→ WORK TASK
Resume the essay about the mother's remarks on food and weight in front of the kids, picking up right after its last sentence.

→ TEXT FOR ANALYSIS
So maybe I was just more aware of it all?
Whatever the case, when I sat down with my mom to feed her that first post-pandemic home-cooked meal, I almost lost my shit on her. More than once, she mentioned how delicious the food I’d made was—and in that same breath, she mentioned that she better not eat too much of it. Seriously, this happened multiple times.
Then—and this is where I really freaking lost it—when I took out a small cake that my kids had picked out for the occasion, she took two bites, then pushed it away and said, “Get this away from me! I’ll get fat!”
Now, I know that she means well, and isn’t actively trying to inflict some kind of harm on my kids. But this is not at all what I want my kids exposed to. This type of thing doesn’t happen in our house, period.
First of all, I hate the idea of certain foods being branded “good” or “bad.” Yes, of course my kids know that broccoli is healthier than cake, and that overall they should eat more broccoli than cake, but we don’t demonize food. We want them to feel happy about whatever they are eating, and not feel as though certain foods are evil or off limits. I know from experience that that only makes the foods more tempting, and creates unnecessary stress and anxiety around eating.
I also just hate, hate, hate when people make disparaging comments about their bodies in front of my kids. That’s just not something my husband and I would ever do. Nor do we make any sorts of comments about the appearance of our kids’ bodies. Again, I know this is just my mom making these comments about her own body, but this is a close family member of my kids, and kids tend to internalize what the grownups around them say.
I probably should have waited till after dinner to say something, but I couldn’t keep it together—I was so angry. So I basically told her point blank that I didn’t want her to talk about “being fat” in front of my kids. We have a close and mostly trusting relationship, and although I don’t think she fully understood, she didn’t freak out or anything. “Okay, sorry,” she said, and quickly changed the subject.
But then—you guessed it—it happened again, the next time we saw her. She made comments about her pandemic weight gain, how she was on a diet, how she would only eat a salad when we ordered in food, how she really needed to watch her weight, etc., etc., etc.

→ Saved entries
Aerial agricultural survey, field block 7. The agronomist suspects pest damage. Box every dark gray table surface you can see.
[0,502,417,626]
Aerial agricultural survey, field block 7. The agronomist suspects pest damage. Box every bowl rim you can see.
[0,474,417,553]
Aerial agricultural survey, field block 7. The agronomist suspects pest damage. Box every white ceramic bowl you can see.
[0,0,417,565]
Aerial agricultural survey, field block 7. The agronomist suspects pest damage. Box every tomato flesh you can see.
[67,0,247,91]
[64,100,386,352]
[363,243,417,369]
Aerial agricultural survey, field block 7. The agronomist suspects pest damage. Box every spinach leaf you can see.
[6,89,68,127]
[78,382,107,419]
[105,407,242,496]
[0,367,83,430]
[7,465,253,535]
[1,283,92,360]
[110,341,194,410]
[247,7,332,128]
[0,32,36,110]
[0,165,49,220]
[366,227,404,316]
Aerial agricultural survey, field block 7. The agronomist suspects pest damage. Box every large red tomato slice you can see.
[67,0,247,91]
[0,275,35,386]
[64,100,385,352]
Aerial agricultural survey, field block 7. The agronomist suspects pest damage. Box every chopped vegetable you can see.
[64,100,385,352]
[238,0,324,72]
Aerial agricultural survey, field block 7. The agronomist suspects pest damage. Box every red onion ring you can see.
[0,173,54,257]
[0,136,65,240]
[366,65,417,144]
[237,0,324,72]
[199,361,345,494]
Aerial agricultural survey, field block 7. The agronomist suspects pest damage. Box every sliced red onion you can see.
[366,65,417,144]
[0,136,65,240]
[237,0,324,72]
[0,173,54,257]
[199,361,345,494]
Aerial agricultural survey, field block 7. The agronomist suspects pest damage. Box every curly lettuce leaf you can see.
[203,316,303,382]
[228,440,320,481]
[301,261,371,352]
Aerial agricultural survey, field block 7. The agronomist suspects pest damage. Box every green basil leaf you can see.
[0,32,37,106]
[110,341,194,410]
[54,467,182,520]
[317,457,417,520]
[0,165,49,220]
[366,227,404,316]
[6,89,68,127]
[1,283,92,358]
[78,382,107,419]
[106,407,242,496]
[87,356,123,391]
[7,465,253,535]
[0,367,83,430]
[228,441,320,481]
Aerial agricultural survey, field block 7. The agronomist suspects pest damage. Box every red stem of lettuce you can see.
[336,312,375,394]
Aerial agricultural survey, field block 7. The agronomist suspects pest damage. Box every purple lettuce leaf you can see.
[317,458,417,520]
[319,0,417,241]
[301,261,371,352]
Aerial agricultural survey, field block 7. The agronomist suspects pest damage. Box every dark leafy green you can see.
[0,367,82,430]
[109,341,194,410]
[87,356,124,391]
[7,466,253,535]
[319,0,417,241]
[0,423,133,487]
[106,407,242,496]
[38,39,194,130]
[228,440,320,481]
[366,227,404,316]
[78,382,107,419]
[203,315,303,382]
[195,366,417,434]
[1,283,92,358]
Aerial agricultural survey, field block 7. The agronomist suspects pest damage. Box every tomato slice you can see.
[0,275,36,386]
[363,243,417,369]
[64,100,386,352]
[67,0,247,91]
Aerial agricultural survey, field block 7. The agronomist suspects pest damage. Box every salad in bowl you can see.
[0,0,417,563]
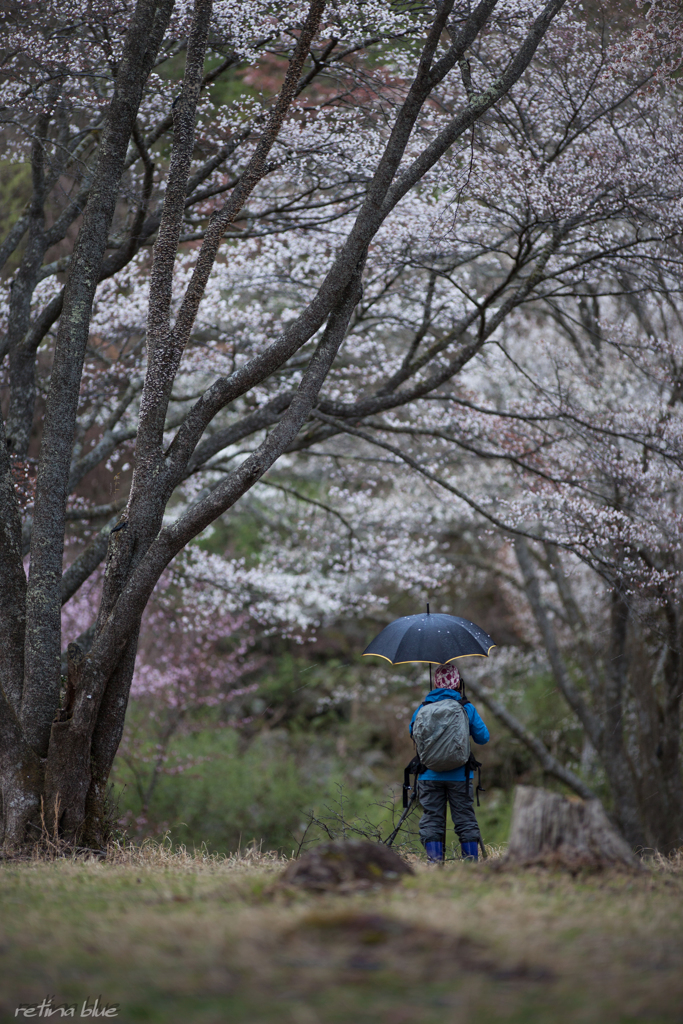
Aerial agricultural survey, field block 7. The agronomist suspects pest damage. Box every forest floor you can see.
[0,848,683,1024]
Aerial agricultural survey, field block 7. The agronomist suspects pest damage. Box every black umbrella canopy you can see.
[362,611,496,665]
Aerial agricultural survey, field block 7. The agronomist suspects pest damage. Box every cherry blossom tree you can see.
[0,0,682,847]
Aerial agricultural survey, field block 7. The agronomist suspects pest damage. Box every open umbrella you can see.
[362,605,496,665]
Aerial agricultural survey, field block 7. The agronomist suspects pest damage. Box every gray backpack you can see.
[413,697,470,771]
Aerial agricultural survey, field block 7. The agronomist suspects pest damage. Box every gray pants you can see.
[418,779,481,846]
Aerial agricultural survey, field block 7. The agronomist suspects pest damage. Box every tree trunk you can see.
[506,785,640,869]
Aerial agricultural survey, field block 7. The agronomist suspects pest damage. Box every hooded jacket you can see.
[409,687,489,782]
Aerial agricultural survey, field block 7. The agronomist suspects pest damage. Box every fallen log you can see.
[505,785,641,870]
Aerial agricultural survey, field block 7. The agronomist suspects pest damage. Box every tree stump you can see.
[506,785,641,870]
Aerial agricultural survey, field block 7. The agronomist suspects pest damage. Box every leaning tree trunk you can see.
[506,785,640,869]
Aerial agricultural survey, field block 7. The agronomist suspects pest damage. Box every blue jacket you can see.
[409,688,489,782]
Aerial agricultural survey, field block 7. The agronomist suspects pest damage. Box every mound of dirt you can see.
[276,909,540,984]
[281,840,413,892]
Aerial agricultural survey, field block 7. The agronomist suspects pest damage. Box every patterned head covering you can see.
[434,665,460,690]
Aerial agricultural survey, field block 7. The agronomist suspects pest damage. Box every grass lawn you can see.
[0,849,683,1024]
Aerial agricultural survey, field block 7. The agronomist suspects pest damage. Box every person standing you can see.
[410,664,489,863]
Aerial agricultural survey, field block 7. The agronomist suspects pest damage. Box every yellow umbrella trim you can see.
[362,643,497,665]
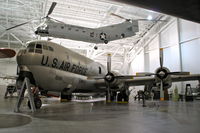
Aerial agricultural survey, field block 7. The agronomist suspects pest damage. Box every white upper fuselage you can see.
[35,19,139,43]
[17,41,107,91]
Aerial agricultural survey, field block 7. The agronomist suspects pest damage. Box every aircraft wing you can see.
[124,77,155,86]
[0,48,16,58]
[112,0,200,23]
[96,77,155,87]
[171,74,200,82]
[96,74,200,88]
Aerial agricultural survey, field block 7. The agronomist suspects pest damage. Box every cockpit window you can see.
[49,46,53,51]
[35,44,42,54]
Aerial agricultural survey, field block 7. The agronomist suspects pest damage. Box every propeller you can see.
[136,48,190,100]
[87,54,144,101]
[5,2,57,31]
[46,2,57,18]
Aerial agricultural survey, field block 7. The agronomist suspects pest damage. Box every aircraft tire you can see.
[117,93,122,102]
[28,98,42,109]
[124,95,129,102]
[61,92,72,101]
[104,40,108,44]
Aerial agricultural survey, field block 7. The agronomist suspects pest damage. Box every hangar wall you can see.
[130,19,200,93]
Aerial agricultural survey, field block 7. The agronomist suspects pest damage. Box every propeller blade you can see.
[115,75,137,79]
[5,18,39,31]
[46,2,57,17]
[6,20,29,31]
[136,72,156,77]
[168,72,190,75]
[107,83,111,102]
[87,76,104,80]
[160,48,163,68]
[107,54,111,73]
[160,80,164,101]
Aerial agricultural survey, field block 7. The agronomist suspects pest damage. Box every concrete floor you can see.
[0,85,200,133]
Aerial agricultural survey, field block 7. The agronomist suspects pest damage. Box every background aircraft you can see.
[14,41,200,108]
[110,0,200,23]
[6,2,139,44]
[0,48,16,58]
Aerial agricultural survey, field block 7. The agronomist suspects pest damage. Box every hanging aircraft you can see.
[6,2,139,44]
[0,48,16,58]
[109,0,200,23]
[9,41,200,109]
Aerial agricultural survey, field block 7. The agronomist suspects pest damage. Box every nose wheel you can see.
[27,97,42,109]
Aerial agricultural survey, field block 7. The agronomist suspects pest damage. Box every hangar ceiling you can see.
[0,0,171,70]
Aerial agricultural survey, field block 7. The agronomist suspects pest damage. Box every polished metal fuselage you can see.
[17,41,106,92]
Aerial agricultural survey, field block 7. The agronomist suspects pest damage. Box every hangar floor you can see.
[0,85,200,133]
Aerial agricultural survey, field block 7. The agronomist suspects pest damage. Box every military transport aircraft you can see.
[6,2,139,44]
[0,48,16,58]
[1,40,197,109]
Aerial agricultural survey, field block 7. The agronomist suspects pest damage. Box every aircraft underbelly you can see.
[29,66,97,91]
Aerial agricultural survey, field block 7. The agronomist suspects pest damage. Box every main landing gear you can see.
[60,91,72,102]
[106,91,129,103]
[15,77,42,112]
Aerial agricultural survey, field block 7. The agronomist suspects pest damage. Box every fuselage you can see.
[35,19,139,43]
[17,41,107,92]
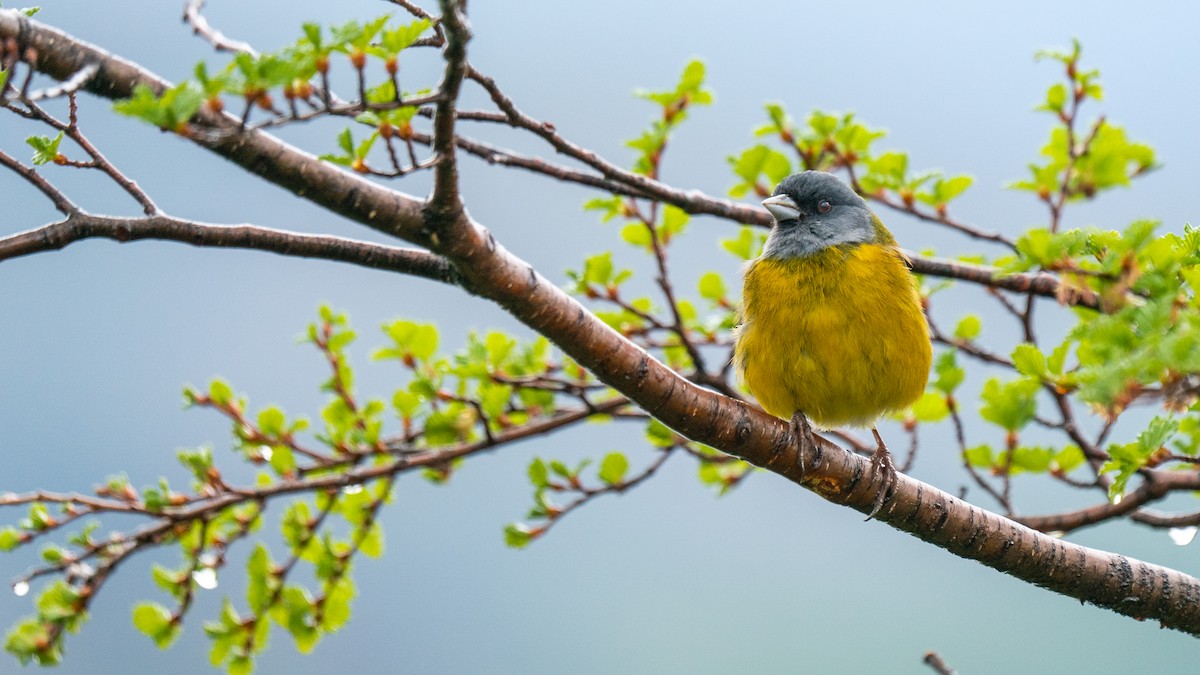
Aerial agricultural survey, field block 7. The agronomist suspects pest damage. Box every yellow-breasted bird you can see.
[734,171,932,520]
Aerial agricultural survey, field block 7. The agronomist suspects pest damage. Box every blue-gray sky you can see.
[0,0,1200,673]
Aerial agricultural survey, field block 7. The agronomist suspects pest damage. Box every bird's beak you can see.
[762,195,800,222]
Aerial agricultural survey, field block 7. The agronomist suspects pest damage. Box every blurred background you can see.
[0,0,1200,674]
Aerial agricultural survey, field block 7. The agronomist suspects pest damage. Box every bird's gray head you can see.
[762,171,877,258]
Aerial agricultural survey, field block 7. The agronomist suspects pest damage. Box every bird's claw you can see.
[788,411,816,476]
[866,429,896,520]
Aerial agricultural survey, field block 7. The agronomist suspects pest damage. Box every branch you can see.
[0,211,458,283]
[184,0,258,56]
[428,0,470,214]
[7,10,1200,635]
[1016,471,1200,532]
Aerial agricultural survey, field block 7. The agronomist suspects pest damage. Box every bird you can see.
[733,171,932,520]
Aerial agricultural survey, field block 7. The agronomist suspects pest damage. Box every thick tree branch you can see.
[0,11,1200,635]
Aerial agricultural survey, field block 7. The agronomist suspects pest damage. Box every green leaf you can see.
[934,350,966,395]
[979,377,1042,431]
[359,522,383,557]
[620,222,652,249]
[646,418,676,448]
[726,145,792,198]
[271,446,296,477]
[912,392,950,422]
[25,131,62,166]
[0,527,25,552]
[964,446,995,468]
[599,453,629,485]
[133,603,179,649]
[700,271,725,303]
[1013,342,1052,380]
[504,522,541,549]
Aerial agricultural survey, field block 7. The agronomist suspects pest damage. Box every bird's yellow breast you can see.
[734,244,932,429]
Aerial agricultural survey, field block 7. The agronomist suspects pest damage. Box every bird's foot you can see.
[788,411,816,476]
[866,426,896,520]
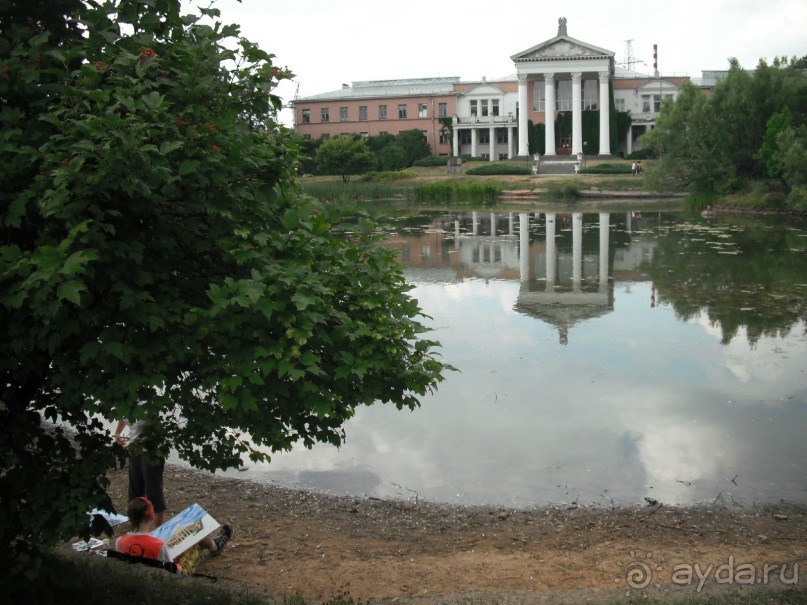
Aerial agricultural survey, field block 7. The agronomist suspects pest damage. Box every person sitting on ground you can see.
[115,496,171,563]
[115,496,233,563]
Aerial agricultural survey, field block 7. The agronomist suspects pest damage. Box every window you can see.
[642,94,673,113]
[532,80,546,111]
[555,80,572,111]
[582,80,598,110]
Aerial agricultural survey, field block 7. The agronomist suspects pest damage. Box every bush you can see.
[787,186,807,212]
[580,164,631,174]
[415,182,502,202]
[628,147,658,160]
[545,181,580,202]
[359,170,417,183]
[412,155,449,168]
[465,162,532,176]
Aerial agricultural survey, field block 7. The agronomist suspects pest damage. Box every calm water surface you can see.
[219,207,807,507]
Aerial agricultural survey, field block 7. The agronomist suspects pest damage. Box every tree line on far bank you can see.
[301,129,431,182]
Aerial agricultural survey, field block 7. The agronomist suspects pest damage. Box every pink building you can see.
[294,18,717,161]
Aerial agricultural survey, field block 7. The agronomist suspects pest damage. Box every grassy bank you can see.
[302,160,664,202]
[17,552,807,605]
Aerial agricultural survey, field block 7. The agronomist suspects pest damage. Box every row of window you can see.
[302,103,452,124]
[532,80,599,111]
[471,99,499,117]
[457,128,507,145]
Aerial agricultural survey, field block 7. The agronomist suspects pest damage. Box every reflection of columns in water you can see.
[546,212,558,292]
[518,212,530,283]
[600,212,611,292]
[572,212,583,292]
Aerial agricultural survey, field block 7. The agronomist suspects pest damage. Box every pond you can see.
[219,204,807,508]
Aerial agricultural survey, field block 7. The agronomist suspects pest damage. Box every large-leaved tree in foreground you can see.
[0,0,447,565]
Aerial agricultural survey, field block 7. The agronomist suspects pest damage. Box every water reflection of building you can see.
[388,212,653,344]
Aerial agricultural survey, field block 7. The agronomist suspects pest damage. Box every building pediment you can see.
[636,79,679,94]
[464,84,504,97]
[510,35,614,63]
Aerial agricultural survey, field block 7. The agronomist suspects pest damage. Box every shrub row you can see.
[465,162,532,176]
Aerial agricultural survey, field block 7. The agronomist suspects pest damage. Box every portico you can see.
[510,17,614,157]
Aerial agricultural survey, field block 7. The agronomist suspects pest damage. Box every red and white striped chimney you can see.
[653,44,658,78]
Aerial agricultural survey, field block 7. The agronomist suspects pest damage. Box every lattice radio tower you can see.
[623,38,636,71]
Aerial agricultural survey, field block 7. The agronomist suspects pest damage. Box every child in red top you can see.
[115,496,171,563]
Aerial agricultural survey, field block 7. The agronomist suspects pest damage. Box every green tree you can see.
[757,108,793,178]
[641,84,732,191]
[0,0,447,573]
[377,143,408,170]
[316,136,376,183]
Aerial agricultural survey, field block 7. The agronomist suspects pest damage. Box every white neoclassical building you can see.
[510,17,614,156]
[293,18,704,161]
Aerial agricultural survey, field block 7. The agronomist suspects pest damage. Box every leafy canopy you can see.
[316,135,376,183]
[642,59,807,201]
[0,0,448,569]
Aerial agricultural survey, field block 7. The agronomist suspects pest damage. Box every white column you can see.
[625,122,633,156]
[572,212,583,292]
[600,72,611,155]
[518,212,530,283]
[572,72,583,155]
[600,212,611,293]
[518,74,530,157]
[546,212,558,292]
[544,74,555,155]
[507,126,513,160]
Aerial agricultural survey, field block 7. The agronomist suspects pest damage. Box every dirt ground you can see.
[102,466,807,603]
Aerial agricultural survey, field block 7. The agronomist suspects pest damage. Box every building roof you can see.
[510,17,614,63]
[297,76,460,101]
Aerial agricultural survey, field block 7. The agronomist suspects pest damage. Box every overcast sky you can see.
[200,0,807,124]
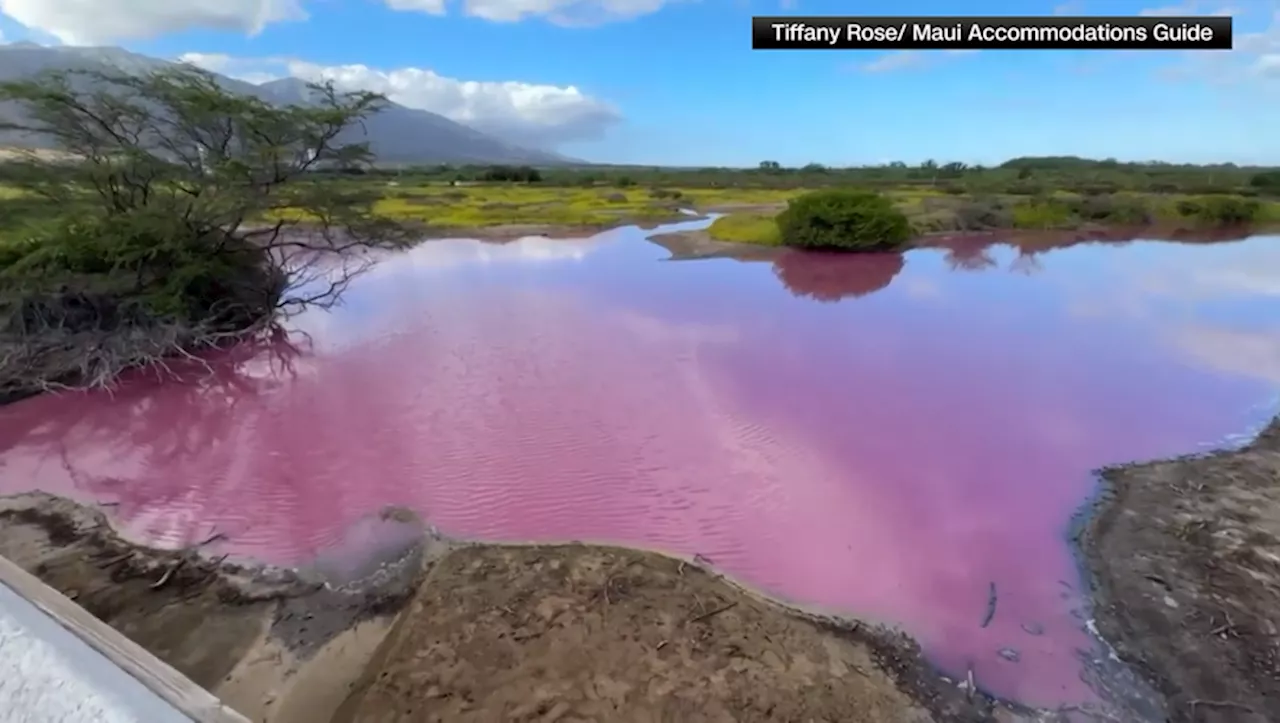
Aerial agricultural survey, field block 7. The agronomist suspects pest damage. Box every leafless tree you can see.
[0,67,410,395]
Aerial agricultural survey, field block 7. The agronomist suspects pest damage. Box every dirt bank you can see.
[0,495,1056,723]
[335,545,1049,723]
[0,495,428,723]
[1079,420,1280,723]
[649,230,782,261]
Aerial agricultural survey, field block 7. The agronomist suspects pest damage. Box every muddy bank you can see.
[0,494,429,723]
[1078,420,1280,723]
[335,545,1039,723]
[649,230,782,261]
[0,495,1057,723]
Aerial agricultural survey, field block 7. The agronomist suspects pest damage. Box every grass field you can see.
[0,179,1280,246]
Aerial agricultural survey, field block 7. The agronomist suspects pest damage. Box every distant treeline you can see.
[314,156,1280,197]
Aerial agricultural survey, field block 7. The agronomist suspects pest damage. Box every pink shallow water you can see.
[0,222,1280,705]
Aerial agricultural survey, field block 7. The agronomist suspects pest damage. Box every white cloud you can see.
[0,0,307,45]
[178,52,285,84]
[387,0,444,15]
[856,50,978,73]
[1138,0,1238,18]
[384,0,680,26]
[180,52,621,148]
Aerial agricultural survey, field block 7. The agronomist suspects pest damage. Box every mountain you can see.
[0,42,581,165]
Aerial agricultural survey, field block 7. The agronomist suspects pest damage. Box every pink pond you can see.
[0,221,1280,705]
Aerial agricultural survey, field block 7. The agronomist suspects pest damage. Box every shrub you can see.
[1178,196,1261,226]
[1070,193,1152,226]
[955,198,1014,230]
[777,189,911,251]
[1012,198,1074,229]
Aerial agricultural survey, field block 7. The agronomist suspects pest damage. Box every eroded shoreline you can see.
[0,493,1060,723]
[1075,418,1280,723]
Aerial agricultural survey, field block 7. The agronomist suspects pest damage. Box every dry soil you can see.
[1079,420,1280,723]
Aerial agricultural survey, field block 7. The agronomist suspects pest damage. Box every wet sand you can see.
[1079,420,1280,723]
[0,494,1053,723]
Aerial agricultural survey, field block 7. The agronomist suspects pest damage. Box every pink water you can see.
[0,222,1280,705]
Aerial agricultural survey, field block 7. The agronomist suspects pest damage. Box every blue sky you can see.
[0,0,1280,165]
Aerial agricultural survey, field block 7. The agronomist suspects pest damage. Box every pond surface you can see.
[0,218,1280,705]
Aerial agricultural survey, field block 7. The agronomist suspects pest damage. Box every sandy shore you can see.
[1079,420,1280,723]
[0,494,1060,723]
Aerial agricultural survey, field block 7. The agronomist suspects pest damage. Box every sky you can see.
[0,0,1280,166]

→ SOLVED EXERCISE
I honestly was shocked about how many weight-related comments she made in just one visit! Maybe it’s all those months cooped inside that made her hyper-focus on her weight? Maybe I just had never noticed this as much before?
Whatever the case, it’s definitely becoming a problem, and I think I’m going to need to have a discussion with her about it all. I don’t know if you can wash the diet culture mentality out of a 70-year-old grandma. But I’d like to try to educate her a little about how harmful these kinds of thoughts are for her. I want her to know that she is beautiful just the way she is, and that she should be grateful for her general good health, especially after this past year.
I mean, isn’t this a good time to recognize what really matters in life and start to free oneself from the chains of diet culture and the patriarchy?
Either way, there is no freaking way she is going to be allowed to spew that nonsense in front of my kids. That’s a line in the sand for me. If this past year has taught me anything, it’s that my kids’ mental health is everything. Oh, my tolerance for bullshit is at an all-time low, so there’s that.
I hope that these realizations about my mom’s fatphobia can serve as a learning opportunity for us both. I’d really love her to take what I tell her to heart, and maybe start to learn to love her body, and form a healthier relationship with food.
But either way, she’s gonna have to shut up about that crap when she’s in my house. That shit just won’t be tolerated around here.